══ Records shown ══

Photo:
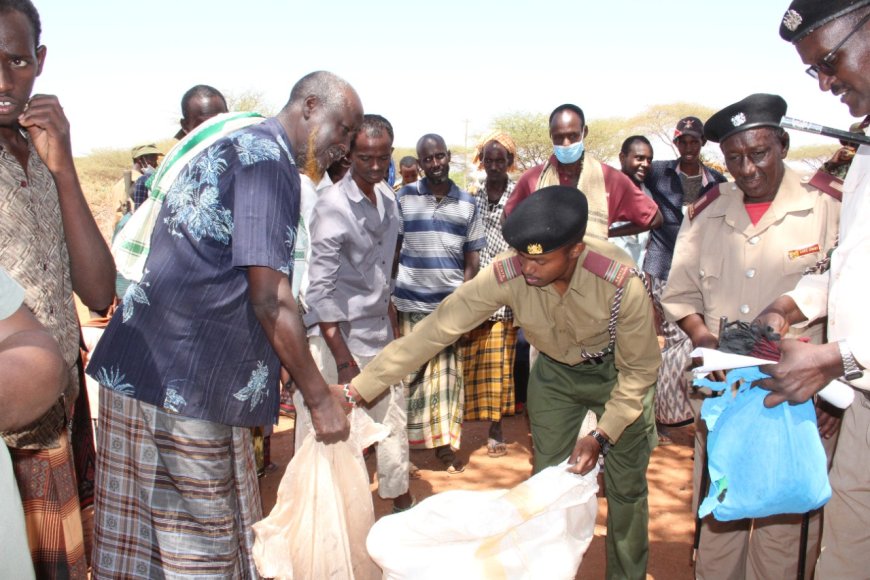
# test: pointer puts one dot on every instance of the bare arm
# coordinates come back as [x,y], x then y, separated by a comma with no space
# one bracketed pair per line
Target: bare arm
[472,265]
[347,367]
[629,229]
[780,315]
[91,264]
[34,373]
[273,304]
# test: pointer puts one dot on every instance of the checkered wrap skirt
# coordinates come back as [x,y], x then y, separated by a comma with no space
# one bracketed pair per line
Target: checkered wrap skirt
[176,497]
[435,395]
[47,483]
[488,370]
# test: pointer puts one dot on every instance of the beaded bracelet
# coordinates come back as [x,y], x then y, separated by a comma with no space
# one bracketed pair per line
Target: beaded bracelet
[347,365]
[347,396]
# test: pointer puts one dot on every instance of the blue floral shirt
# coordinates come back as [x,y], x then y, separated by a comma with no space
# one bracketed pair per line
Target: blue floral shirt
[185,338]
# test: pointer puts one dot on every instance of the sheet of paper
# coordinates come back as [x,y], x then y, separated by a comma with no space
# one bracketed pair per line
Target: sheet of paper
[715,360]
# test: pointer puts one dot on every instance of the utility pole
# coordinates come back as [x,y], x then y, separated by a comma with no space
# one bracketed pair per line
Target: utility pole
[465,160]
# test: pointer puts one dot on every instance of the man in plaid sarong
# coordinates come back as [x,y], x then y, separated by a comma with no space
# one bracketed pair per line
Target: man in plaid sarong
[191,358]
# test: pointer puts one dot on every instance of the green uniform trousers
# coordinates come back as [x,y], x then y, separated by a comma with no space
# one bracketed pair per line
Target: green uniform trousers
[558,398]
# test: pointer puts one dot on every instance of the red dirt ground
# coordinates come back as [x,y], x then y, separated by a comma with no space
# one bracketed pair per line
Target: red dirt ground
[669,475]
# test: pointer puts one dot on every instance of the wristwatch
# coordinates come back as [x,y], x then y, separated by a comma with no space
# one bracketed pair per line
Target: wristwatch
[602,441]
[851,370]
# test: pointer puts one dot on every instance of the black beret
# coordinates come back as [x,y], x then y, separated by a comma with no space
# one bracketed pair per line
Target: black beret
[804,16]
[758,110]
[547,220]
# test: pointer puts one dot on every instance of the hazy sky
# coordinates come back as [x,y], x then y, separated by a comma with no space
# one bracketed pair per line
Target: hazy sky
[120,67]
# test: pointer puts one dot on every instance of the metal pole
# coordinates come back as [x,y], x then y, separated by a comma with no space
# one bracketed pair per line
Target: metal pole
[705,475]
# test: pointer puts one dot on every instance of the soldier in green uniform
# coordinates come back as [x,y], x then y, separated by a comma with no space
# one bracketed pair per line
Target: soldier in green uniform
[584,308]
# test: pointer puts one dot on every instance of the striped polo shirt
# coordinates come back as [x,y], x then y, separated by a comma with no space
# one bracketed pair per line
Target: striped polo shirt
[436,236]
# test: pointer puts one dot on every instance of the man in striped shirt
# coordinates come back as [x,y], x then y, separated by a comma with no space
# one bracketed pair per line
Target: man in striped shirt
[442,238]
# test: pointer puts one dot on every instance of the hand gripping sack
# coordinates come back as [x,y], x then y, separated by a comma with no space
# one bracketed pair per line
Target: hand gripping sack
[539,529]
[324,511]
[761,461]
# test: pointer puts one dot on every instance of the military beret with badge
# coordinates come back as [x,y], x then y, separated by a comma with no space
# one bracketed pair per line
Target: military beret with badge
[547,220]
[758,110]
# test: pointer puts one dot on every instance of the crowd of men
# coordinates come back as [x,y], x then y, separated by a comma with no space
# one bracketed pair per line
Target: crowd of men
[284,258]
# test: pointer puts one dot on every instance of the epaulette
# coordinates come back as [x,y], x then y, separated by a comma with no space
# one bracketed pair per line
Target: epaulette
[693,209]
[603,267]
[826,183]
[507,269]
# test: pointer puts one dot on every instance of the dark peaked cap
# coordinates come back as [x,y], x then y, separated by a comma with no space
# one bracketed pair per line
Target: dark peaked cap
[547,220]
[804,16]
[758,110]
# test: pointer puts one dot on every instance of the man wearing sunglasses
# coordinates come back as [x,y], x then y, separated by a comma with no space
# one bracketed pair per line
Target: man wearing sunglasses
[833,38]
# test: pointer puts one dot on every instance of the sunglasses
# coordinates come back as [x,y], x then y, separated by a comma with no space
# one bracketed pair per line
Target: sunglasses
[826,65]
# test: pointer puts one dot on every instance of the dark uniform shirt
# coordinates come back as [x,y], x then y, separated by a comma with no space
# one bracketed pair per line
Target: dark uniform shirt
[560,326]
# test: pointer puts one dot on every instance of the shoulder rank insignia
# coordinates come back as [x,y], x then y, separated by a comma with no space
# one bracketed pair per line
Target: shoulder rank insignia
[693,209]
[507,269]
[603,267]
[827,183]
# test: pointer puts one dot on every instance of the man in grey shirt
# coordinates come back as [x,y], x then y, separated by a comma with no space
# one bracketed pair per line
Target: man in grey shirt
[354,234]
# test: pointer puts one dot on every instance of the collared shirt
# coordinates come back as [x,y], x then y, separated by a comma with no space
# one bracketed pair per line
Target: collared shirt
[186,338]
[841,292]
[725,266]
[352,253]
[11,295]
[560,326]
[436,236]
[33,252]
[666,187]
[495,242]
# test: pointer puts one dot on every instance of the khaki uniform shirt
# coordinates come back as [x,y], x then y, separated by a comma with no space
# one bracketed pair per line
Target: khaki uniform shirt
[33,252]
[557,325]
[725,266]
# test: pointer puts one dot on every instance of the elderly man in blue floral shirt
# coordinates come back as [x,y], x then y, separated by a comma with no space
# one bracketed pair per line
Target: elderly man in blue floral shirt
[193,355]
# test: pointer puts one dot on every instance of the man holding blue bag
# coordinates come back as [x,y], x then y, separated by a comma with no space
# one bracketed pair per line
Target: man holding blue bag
[743,244]
[833,38]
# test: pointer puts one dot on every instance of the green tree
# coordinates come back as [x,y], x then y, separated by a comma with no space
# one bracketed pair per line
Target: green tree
[531,134]
[658,121]
[250,100]
[606,136]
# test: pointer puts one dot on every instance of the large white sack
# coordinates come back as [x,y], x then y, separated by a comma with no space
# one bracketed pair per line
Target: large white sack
[539,529]
[324,511]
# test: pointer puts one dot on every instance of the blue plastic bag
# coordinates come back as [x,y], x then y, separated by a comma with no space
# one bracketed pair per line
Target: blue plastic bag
[761,461]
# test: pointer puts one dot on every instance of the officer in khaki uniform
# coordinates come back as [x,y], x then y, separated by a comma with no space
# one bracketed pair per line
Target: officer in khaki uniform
[741,246]
[564,294]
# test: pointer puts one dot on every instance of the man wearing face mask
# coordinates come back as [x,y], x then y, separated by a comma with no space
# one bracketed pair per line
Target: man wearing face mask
[191,359]
[611,195]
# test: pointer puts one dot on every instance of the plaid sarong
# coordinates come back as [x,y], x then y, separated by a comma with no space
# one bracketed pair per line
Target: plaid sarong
[672,399]
[175,496]
[435,395]
[488,365]
[47,483]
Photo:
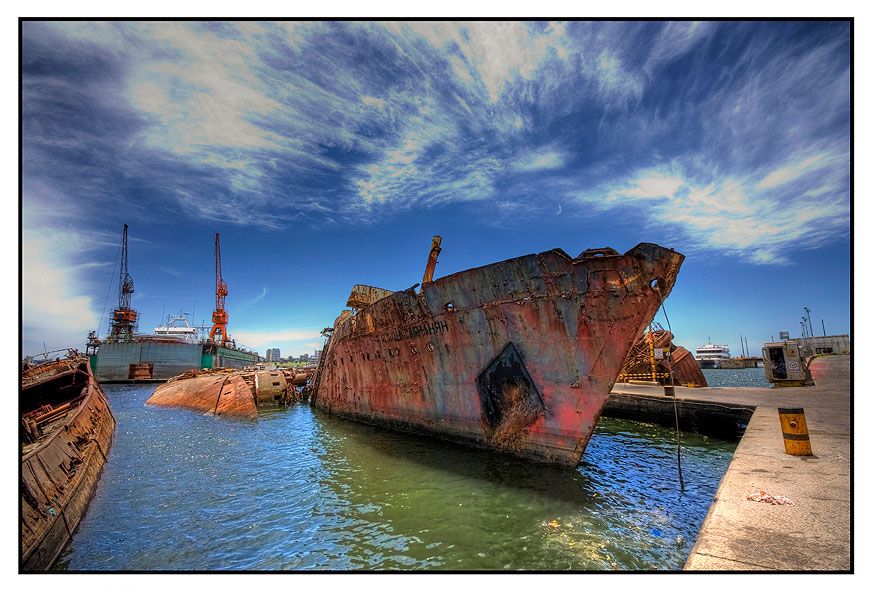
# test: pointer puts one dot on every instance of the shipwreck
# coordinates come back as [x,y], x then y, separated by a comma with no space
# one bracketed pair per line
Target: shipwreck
[66,431]
[518,356]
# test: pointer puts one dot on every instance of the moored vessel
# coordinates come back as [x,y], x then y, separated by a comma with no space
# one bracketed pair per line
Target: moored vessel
[517,356]
[655,358]
[66,432]
[711,356]
[128,356]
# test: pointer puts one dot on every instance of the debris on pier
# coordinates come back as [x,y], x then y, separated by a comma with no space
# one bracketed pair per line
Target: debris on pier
[229,392]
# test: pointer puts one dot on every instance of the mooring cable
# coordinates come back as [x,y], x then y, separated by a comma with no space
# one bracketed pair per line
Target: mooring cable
[674,396]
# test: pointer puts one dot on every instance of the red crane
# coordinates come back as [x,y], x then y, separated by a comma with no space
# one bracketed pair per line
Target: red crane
[124,318]
[220,316]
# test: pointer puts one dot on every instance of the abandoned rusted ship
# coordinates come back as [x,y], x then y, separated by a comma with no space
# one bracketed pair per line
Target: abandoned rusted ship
[229,392]
[517,356]
[66,432]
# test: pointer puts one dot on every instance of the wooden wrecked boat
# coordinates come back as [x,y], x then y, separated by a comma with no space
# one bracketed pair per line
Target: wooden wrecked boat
[517,356]
[675,364]
[229,392]
[66,432]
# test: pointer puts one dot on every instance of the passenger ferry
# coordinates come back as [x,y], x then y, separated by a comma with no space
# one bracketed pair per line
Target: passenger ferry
[713,356]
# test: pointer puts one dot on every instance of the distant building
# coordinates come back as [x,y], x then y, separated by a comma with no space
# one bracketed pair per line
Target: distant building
[836,344]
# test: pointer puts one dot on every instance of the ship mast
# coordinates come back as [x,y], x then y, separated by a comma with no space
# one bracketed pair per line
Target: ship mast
[220,316]
[124,318]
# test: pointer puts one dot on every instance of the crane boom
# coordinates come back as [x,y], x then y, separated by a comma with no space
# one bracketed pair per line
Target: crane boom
[220,316]
[124,318]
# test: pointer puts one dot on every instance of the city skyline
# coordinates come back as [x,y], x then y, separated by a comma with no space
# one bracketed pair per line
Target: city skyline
[329,154]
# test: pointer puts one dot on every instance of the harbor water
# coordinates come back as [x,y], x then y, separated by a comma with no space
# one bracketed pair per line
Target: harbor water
[736,377]
[302,490]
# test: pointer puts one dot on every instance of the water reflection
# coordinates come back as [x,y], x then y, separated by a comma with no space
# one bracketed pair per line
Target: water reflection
[304,490]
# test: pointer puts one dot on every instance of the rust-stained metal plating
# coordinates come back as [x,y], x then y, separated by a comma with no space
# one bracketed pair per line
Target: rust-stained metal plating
[517,356]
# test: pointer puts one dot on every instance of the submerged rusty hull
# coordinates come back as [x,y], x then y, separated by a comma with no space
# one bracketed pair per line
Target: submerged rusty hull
[230,393]
[518,356]
[67,430]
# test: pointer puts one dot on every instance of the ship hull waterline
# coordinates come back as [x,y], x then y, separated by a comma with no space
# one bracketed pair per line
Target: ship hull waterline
[517,357]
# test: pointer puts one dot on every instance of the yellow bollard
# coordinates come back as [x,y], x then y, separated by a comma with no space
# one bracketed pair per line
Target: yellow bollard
[795,432]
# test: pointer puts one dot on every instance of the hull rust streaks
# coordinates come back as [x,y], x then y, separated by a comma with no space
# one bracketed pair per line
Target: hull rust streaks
[518,356]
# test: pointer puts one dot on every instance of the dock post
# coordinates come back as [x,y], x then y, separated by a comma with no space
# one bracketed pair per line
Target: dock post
[794,431]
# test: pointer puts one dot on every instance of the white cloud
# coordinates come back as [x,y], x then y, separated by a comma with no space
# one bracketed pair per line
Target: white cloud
[492,54]
[787,173]
[650,185]
[739,215]
[55,307]
[540,160]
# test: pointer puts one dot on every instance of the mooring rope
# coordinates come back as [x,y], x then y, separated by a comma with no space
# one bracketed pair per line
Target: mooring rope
[674,396]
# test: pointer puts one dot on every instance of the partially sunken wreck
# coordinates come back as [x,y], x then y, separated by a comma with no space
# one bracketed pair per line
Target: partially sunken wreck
[517,356]
[66,431]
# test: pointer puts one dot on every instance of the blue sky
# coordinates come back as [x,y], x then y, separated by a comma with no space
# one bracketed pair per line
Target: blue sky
[328,154]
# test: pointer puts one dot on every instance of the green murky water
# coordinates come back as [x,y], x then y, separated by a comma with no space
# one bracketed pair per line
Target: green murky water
[304,490]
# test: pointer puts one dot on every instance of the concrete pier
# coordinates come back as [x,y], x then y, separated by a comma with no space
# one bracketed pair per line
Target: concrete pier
[739,534]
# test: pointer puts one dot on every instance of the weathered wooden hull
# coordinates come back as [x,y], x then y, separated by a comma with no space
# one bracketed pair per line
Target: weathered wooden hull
[60,472]
[518,356]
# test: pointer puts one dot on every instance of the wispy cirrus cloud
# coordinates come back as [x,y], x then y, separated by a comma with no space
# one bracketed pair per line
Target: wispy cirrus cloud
[278,124]
[763,223]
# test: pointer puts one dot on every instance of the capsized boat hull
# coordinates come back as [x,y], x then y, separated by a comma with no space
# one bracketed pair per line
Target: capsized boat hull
[518,356]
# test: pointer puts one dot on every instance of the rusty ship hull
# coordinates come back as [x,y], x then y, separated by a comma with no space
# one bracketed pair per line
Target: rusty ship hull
[67,430]
[517,356]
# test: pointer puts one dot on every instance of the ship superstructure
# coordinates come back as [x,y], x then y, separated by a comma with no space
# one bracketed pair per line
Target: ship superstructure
[711,355]
[175,346]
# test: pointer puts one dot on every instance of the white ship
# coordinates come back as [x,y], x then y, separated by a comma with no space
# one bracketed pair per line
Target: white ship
[179,327]
[713,356]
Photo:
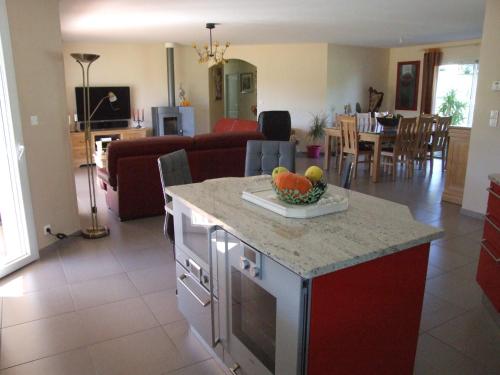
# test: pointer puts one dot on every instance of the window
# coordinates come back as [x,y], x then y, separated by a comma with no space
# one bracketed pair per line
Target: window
[456,92]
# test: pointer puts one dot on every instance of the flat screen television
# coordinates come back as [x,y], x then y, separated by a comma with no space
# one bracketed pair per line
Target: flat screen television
[118,110]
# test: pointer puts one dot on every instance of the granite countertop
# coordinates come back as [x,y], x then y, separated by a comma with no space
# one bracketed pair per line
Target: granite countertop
[369,229]
[495,177]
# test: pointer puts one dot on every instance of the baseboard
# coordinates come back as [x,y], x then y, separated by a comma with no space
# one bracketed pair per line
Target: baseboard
[470,213]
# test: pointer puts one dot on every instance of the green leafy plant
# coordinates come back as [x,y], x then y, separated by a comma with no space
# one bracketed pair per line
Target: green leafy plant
[453,107]
[317,128]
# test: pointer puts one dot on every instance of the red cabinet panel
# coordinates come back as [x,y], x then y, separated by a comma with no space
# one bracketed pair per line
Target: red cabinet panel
[488,269]
[365,319]
[494,202]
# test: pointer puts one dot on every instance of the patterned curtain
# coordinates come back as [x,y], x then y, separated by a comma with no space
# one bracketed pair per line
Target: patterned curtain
[432,58]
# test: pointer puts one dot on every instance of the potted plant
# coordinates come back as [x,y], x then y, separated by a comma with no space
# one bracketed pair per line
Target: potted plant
[315,133]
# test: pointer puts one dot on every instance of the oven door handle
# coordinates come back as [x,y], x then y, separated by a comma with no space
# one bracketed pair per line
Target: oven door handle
[211,231]
[202,302]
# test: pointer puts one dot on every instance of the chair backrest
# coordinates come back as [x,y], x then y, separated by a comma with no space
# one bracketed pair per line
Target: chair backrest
[424,134]
[174,170]
[275,125]
[406,137]
[349,134]
[263,156]
[364,122]
[441,132]
[345,178]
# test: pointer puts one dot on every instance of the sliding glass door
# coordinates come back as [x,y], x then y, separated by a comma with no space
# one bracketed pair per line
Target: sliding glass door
[18,245]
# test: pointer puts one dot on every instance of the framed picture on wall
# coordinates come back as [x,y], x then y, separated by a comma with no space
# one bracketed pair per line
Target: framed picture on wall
[246,82]
[407,85]
[218,84]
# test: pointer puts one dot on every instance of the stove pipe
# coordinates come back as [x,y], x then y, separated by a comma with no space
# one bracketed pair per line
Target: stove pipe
[170,74]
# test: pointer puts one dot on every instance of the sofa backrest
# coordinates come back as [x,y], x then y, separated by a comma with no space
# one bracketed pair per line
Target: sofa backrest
[225,125]
[211,149]
[141,147]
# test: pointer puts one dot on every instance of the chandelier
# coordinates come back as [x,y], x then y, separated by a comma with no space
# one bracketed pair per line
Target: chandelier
[214,52]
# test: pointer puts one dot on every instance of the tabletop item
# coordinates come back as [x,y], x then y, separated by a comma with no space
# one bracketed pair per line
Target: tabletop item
[270,200]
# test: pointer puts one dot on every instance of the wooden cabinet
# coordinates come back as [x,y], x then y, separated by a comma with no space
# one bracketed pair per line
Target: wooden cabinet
[458,153]
[488,268]
[78,140]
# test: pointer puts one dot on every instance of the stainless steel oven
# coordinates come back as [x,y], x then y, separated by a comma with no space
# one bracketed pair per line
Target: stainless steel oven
[261,312]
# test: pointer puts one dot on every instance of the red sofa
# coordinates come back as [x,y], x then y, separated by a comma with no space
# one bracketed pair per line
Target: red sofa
[132,180]
[235,125]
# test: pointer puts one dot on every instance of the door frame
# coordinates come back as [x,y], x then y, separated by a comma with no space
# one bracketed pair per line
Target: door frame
[13,131]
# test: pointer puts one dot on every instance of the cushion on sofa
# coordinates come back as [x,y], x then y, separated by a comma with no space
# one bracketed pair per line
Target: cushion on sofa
[225,125]
[144,146]
[224,140]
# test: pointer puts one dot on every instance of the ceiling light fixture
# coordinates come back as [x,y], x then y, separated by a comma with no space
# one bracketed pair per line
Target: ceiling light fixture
[214,53]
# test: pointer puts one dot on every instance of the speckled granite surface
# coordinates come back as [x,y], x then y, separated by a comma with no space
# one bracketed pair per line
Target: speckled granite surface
[495,177]
[369,229]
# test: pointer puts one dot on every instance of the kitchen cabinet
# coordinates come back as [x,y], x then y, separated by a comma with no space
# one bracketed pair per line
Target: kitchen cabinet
[337,294]
[488,269]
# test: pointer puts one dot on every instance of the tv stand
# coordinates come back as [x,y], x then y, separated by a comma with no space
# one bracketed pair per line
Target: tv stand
[78,140]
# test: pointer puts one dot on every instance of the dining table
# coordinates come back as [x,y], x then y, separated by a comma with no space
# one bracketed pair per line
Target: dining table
[375,137]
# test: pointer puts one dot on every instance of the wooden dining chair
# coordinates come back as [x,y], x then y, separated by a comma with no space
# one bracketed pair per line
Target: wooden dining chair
[403,151]
[423,140]
[349,144]
[439,142]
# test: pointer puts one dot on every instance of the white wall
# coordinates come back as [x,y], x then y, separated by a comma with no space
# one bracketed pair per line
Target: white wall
[453,53]
[484,150]
[141,66]
[37,50]
[351,71]
[289,77]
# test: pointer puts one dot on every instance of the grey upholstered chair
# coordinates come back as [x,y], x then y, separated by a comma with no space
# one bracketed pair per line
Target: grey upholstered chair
[174,170]
[263,156]
[275,125]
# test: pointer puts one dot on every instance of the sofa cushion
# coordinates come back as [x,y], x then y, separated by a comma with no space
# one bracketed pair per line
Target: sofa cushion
[144,146]
[225,125]
[224,140]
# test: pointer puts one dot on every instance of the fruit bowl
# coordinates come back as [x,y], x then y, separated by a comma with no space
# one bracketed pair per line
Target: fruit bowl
[295,197]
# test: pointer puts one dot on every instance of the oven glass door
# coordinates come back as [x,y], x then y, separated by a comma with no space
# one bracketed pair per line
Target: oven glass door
[264,315]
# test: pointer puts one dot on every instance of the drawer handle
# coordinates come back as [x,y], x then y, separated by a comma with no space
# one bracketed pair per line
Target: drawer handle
[483,245]
[181,279]
[490,190]
[491,222]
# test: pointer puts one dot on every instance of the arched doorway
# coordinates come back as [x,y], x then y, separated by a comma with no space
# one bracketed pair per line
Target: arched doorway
[233,91]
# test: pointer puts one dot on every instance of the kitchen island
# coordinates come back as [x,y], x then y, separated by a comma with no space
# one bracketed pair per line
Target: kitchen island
[340,293]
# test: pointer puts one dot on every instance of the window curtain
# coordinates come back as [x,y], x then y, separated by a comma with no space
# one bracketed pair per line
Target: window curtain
[432,58]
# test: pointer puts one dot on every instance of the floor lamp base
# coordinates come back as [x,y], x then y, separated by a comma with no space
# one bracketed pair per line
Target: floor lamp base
[93,233]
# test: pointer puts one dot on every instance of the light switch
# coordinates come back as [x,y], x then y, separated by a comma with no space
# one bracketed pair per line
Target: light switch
[493,119]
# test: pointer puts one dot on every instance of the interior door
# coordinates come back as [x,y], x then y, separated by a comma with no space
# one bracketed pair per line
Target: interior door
[232,94]
[18,245]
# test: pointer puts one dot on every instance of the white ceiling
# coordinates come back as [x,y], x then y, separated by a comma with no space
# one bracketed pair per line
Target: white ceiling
[379,23]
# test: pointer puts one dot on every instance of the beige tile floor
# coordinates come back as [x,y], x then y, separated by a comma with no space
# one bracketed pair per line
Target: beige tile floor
[108,306]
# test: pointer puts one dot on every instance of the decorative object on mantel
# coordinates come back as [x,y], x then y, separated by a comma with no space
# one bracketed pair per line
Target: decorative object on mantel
[85,60]
[315,133]
[138,117]
[214,52]
[183,102]
[407,85]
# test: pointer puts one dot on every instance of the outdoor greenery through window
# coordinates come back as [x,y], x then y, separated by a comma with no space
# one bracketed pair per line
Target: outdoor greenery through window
[456,92]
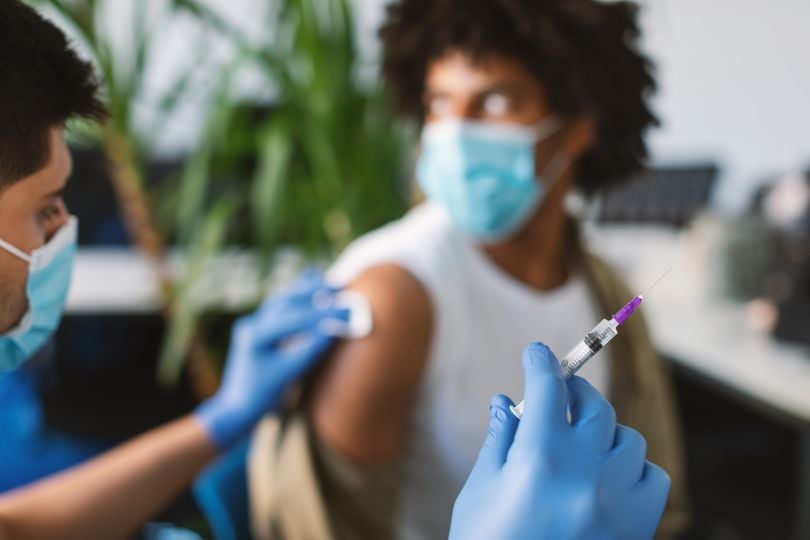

═══

• [The task]: Which lines in the rows above contain the string "wristwatch"? Copy each one in full.

• [Problem solution]:
# test: pointer puts one dot on every instance of the wristwatch
Target: wristwatch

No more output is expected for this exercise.